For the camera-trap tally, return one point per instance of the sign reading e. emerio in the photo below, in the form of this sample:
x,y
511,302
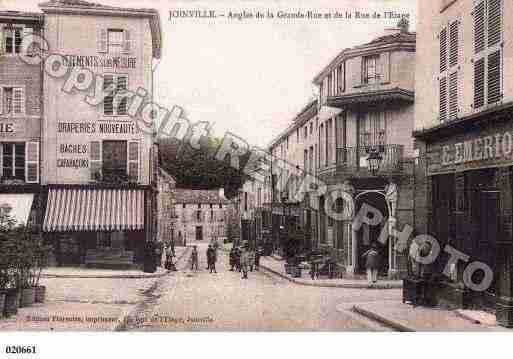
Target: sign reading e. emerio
x,y
496,147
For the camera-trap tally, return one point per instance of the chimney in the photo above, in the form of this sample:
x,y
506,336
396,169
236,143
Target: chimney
x,y
392,31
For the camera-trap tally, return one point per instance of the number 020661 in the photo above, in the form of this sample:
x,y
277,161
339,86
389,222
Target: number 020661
x,y
20,349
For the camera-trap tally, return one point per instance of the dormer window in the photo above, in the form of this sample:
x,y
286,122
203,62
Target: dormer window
x,y
370,69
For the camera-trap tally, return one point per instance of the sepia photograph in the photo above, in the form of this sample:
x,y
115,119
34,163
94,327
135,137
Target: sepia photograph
x,y
254,166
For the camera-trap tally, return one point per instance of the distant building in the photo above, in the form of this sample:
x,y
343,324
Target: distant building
x,y
166,213
202,215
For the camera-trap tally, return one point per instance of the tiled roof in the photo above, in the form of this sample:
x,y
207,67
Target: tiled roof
x,y
197,196
393,38
86,4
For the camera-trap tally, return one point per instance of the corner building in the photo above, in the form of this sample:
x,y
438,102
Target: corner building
x,y
100,167
20,120
464,129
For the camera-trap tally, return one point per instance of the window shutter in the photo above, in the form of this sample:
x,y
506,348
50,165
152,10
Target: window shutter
x,y
479,83
121,86
357,73
127,42
2,40
133,161
494,22
443,50
32,162
102,40
18,100
443,99
385,67
453,95
108,102
494,77
95,159
479,27
342,77
454,43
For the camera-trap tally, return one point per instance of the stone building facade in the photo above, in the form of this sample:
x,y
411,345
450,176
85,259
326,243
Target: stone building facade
x,y
366,97
20,119
463,131
202,215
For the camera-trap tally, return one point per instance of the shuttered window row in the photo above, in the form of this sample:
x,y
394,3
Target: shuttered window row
x,y
488,53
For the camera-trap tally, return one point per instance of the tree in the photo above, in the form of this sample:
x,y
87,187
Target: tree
x,y
198,168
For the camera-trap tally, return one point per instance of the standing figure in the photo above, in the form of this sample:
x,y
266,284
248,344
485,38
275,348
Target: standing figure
x,y
372,261
233,258
244,262
194,258
211,259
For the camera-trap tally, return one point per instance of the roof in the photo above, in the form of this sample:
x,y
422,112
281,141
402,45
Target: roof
x,y
21,16
199,196
401,40
91,8
393,38
306,113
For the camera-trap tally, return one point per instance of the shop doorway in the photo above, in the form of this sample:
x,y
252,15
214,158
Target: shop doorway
x,y
367,235
199,233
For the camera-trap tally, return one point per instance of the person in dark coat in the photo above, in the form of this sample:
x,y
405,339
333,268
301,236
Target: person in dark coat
x,y
233,258
372,262
211,259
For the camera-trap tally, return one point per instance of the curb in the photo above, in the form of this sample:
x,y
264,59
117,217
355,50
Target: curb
x,y
113,276
331,285
380,319
121,323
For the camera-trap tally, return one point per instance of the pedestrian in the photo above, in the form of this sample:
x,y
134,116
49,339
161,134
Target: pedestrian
x,y
233,258
372,261
194,258
237,259
211,259
244,262
169,265
257,258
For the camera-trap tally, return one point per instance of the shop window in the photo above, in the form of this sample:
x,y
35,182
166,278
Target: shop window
x,y
104,240
12,38
12,101
13,161
116,103
114,160
115,41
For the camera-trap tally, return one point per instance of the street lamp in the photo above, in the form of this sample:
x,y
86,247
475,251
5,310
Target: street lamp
x,y
374,160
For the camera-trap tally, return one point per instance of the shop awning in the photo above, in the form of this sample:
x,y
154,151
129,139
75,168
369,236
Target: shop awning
x,y
17,206
83,209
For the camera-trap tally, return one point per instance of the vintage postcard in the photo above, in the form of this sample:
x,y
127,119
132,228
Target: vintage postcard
x,y
255,166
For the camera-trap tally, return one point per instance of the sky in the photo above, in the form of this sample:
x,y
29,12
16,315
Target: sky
x,y
252,76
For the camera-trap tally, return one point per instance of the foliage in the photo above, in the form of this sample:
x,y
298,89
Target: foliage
x,y
198,168
23,254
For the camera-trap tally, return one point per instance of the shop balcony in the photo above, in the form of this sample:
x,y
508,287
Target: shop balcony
x,y
351,162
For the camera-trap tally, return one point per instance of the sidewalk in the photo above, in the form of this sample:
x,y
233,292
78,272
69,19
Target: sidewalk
x,y
97,302
75,272
277,267
407,318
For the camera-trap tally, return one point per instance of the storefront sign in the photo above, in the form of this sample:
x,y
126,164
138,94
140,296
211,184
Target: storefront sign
x,y
94,128
496,147
120,62
7,128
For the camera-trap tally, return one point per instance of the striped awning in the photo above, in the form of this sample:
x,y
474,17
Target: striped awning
x,y
84,209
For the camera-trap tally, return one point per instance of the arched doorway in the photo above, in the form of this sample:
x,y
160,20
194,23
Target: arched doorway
x,y
367,235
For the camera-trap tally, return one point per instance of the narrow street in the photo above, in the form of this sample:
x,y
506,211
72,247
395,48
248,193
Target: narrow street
x,y
200,301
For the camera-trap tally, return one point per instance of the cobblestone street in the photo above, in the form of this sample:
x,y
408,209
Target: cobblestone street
x,y
223,301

- [INSTRUCTIONS FOR THE TASK]: Transcribe the whole listing exactly. Pictures stay out of your copy.

- [COMPLETED EXERCISE]:
For the camera-trap tally, return one point per instance of the sign reading e. emerio in the photo below, in the form of this sample:
x,y
511,302
Target: sign reading e. emerio
x,y
496,147
For the camera-trap tally, return one point per instance of the chimney in the photo above, in the form of this sample:
x,y
506,336
396,169
236,143
Target: chimney
x,y
392,31
For the camera-trap tally, return one point per instance of the number 020661 in the photo above, in the form of this sample:
x,y
277,161
339,86
389,222
Target: number 020661
x,y
20,349
For the camera-trap tally, return one point per instance of the dormer window in the photo above, in the form of this sample:
x,y
286,122
203,62
Target: dormer window
x,y
370,69
For the camera-trap tally, return one point per instance of the sepia photograph in the photo above, in the form of this sample:
x,y
115,119
34,163
94,327
135,137
Target: sepia photograph
x,y
254,166
For the camera-trap tally, return one point per instance of the distant building in the photo above, in the form of this sample:
x,y
343,324
Target: distant building
x,y
166,213
202,215
For the camera-trap tally, return one point per instance of the tiled roof in the photo above, in the form of this sample:
x,y
207,67
Target: tiled roof
x,y
197,196
393,38
86,4
For the camera-trap tally, return one point per instance of the corner building in the photo above, in the form of this sample:
x,y
438,102
Target: corner building
x,y
100,167
20,120
464,129
For the camera-trap tally, return one point per instance of the window shutter in the photo above, in the form of this sample:
x,y
506,348
50,165
152,10
Target: window shutter
x,y
479,83
121,86
357,73
127,42
2,40
133,161
494,22
443,50
32,162
102,40
18,100
443,99
385,67
453,95
108,102
494,77
95,159
479,27
342,77
454,43
For the camera-trap tally, return one point per instance of the stone building facade in the photo above, in the form of this sample:
x,y
411,345
450,176
85,259
326,243
Target: stone building facade
x,y
366,97
20,119
463,131
202,215
For the camera-trap tally, return one point per instance of the shuttered window row in the photo above, in the form of this sample:
x,y
394,3
Target: shuttered window row
x,y
488,53
For the camera-trap tally, return one point per instance of the tree in the photo above, in the form of this sample:
x,y
87,187
Target: tree
x,y
198,168
For the camera-trap tally, return one point per instance of the standing figure in the photo above, in the form of this sample:
x,y
266,284
248,344
485,38
275,348
Target: standing figure
x,y
372,261
233,258
244,262
194,258
211,259
For the camera-trap tally, return one point per instance of the roof in the photo above, in the form of this sample:
x,y
422,112
281,141
402,45
Target: roof
x,y
21,16
199,196
401,40
91,8
393,38
306,113
For the camera-trap tally, return one point per instance of the shop doorway in the photo above, in the form of this sample:
x,y
252,15
214,158
Target: shop doorway
x,y
367,235
199,233
For the camera-trap tally, return one point per instance of the person in dark coat in the photo above, in the form of this sample:
x,y
405,339
333,268
301,236
Target: person in dark coat
x,y
233,258
372,262
211,259
For the camera-trap tally, return one point per instance of the curb in the photo above, in the form of this sample:
x,y
264,59
117,217
355,50
Target: curb
x,y
113,276
331,285
380,319
121,323
For the camera-trap tally, return one point per instance of the pedestrian in the photo above, in the form of this sample:
x,y
134,116
49,339
161,134
Target: pedestrian
x,y
233,258
372,261
194,258
237,259
211,259
244,262
169,265
257,258
For the camera-trap tally, return one point per instance of the shop window in the photo above, in the form of this sample:
x,y
35,182
166,278
Target: shop window
x,y
104,240
12,38
12,101
13,161
116,103
114,160
115,41
For the camera-trap tally, return one point per instance of the street lamp in the photo above, in the form of this sample:
x,y
86,247
475,251
5,310
Target: street lamp
x,y
374,160
For the camera-trap tally, return one point per instance of the shop awning in the photo above, in the form of this sample:
x,y
154,151
129,139
75,168
369,236
Target: shop awning
x,y
17,206
83,209
For the camera-trap tally, return one point per instance of the vintage postcard in the photo above, in the form of this sample:
x,y
127,119
132,228
Target: vintage postcard
x,y
255,166
For the camera-trap tally, return one point per instance of the sky in the photo above, in the form of this sample:
x,y
29,12
16,315
Target: sky
x,y
252,76
For the camera-trap tally, return one point per instance of the foliage in the photo above, in the form of this sample:
x,y
298,89
Target: foliage
x,y
198,168
23,254
For the camera-trap tally, return one point per instance of the shop balcony in the photo above, in the form of this sample:
x,y
508,287
Target: shop balcony
x,y
351,162
For the camera-trap tally, return one point per instance of the sidewalk in the photo above, in the form of this sample:
x,y
233,292
78,272
69,19
Target: sidewalk
x,y
97,302
75,272
277,267
407,318
For the camera-trap tally, return one point per instance of the storefront sign in the photo above, in the form of this sample:
x,y
126,164
138,94
140,296
211,184
Target: storefront sign
x,y
94,128
496,147
120,62
7,128
For the camera-trap tally, return one point per instance of the striped awning in the photo above, in the form of this sample:
x,y
474,17
Target: striped awning
x,y
84,209
For the camera-trap tally, return one point per instance of the arched doorway in the photo above, in the form of this sample:
x,y
160,20
194,23
Target: arched doorway
x,y
367,235
For the camera-trap tally, return one point per instance of the narrow street in the photo above, in the form of this sample:
x,y
506,211
72,247
395,48
248,193
Target: narrow street
x,y
200,301
For the camera-trap tally, return one point per instance of the cobblestone street in the photo above, in the form of this sample:
x,y
408,209
Target: cobblestone street
x,y
223,301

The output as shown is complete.